§ 読解文
三つ子の魂百までと言う。ただ、50も過ぎると、さすがに子どもの頃のように靴を脱ぎ、電車の座席に上がって窓に張り付くようなことはしない。それでも、電車に乗ると、窓の外を流れていく風景を見るのが今でも好きだ。

しかし、JR 中央線から見える新宿の風景にはいつも幻滅する。JR 線と交差する靖国通りや職安通りを挟んだあたりの看板やビルがぎっしりと建ち並ぶ街並みがあまりにも醜いからだ。隣に並んでいる看板に対し、目立てば良いとばかりにけばけばしい色を使い、大きさを競うことで他を押しのけようとしている。夜ともなると、さらにギラギラと光り輝いてその醜悪さを増す。

ただ、念のために言うが、私はニュータウンなどにある整然とはしているが人工的な街並みは好きではない。人や企業のエゴをむき出しにした雑然とした街並みのほうが、人の息づかいを感じる分、好きである。ただ、そんな私でも、新宿の風景は醜いと思う。それは、同じように雑然としている香港や台湾の風景に比べても、様々な色、カタチ、大きさ、文字などが混在しているからだと思う。

こうした醜い街並みを作り出したのは、これまで家庭、学校、地域で「デザインのお勉強」をキチンとしてこなかったツケが回ってきた結果ではないだろうか。

もちろん、デザインのお勉強と言っても学校の美術の授業で学ぶようなものではなく、生活の中でデザインを考える力をつけることである。

例えば、スーパーで買ってきたお惣菜をパックのまま食卓に出すのではなく、食器に移すだけで全く違って見える。さらにお惣菜にピッタリの色やカタチの小鉢に盛ると、おいしそうに見える。そうなると、その小鉢を置くテーブルクロスや照明でさらに雰囲気も変えることで、食事もおいしくなるだけでなく、話も弾むことが分かってくる。そんなことを親子で体験することで、生活を潤いのあるものにできるモノや環境のデザインこそが良いデザイン、美しいデザインであることが分かってくる。

外出もデザインを学ぶ絶好の機会である。初めて行く街の駅にある案内表示、カタチ、大きさ、色使いのデザインは、子どもの目の高さ、能力から見ると、間違いなく分かるようになっているだろうか。あるいは目立つことだけが目的の広告や街並みが邪魔をしてはいないだろうか。そんなことを親子で手をつないで話し合いながら、お出かけ先に向かうのも重要だし、面白い。

そんなデザインのお勉強をするための教材はどこにでも、そしていくらでもあると思う。

§ 提供情報

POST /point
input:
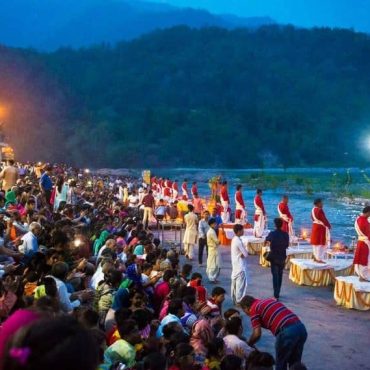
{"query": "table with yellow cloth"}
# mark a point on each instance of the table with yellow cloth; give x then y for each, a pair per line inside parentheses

§ 設定課題
読解文中の「そんなデザインのお勉強をするための教材はどこにでも、そしていくらでもあると思う。」という一文を英語に訳してください。

§ 課題の解答
I think that materials for this kind of design study can be found anywhere, and in unlimited supply.